**SELECTED PASSAGE**
* * * * *

Another problem associated with the renewable energy sources is their irregular and unpredictable electricity production, since it is dependent on natural factors. In case of positive circumstances there is an overproduction of electricity and a considerable congestion of the transmission system. Conversely, in case of bad weather circumstances might cause insufficient energy supplies, which have to be compensated by the backup, which increases the costs. The problems of this system are aggravated by the increasing integration of the European energy network. This means that the member states will have to invest increasingly large sums of money to maintain and reconstruct their own networks.
One of the complementing arguments in favour of the renewable energy approach from the proponents was that it would help create new jobs and increase the competitiveness of the sector in comparison with the rest of the world. The total turnover of the energy sector in the EU was estimated to be 137 billion Euros. The number of new jobs was estimated to exceed 1.1 million. A bulk of them was associated with installation and the service of the new plants. However, despite the expectations, the European producers of renewable energy are gradually losing their competitiveness to the rest of the world. While Europe is still dominating the global market in the area of wind energy, in case of the solar energy, the top 10 producers of solar panels contain eight from China and none from Europe.
Moreover, even the argument about the jobs is based on a very limited perspective. The subsidies directed at the renewable energy are crowding out the investment and consequently jobs from the unsubsidised and cheaper energy sectors. Furthermore, the resources spent on subsidies could be directed to other purposes, and thus have a more positive effects on the employment, or alternatively, given back to the taxpayers for their own use6.

* * * * *

**INFORMATION GIVEN**
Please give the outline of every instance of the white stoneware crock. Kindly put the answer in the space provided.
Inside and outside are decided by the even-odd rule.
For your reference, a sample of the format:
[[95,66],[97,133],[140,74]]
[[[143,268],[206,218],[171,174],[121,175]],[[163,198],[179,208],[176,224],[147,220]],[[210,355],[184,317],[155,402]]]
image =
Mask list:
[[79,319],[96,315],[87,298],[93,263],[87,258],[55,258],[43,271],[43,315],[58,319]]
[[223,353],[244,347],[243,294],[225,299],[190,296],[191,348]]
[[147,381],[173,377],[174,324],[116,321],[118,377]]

* * * * *

**TASKS**
a) According to the renewable energy passage, what was the estimated total turnover of the EU energy sector?
b) Reproduce the part of the renewable energy passage that opens with the words containing "Moreover, even the" and closes with "their own use6.".
c) Translate this sentence from the renewable energy passage into Spanish: "The number of new jobs was estimated to exceed 1.1 million."

**TASK-BY-TASK ANSWERS**
a) 137 billion Euros.

b)
Moreover, even the argument about the jobs is based on a very limited perspective. The subsidies directed at the renewable energy are crowding out the investment and consequently jobs from the unsubsidised and cheaper energy sectors. Furthermore, the resources spent on subsidies could be directed to other purposes, and thus have a more positive effects on the employment, or alternatively, given back to the taxpayers for their own use6.

c) Se estimó que el número de nuevos empleos superaría los 1,1 millones.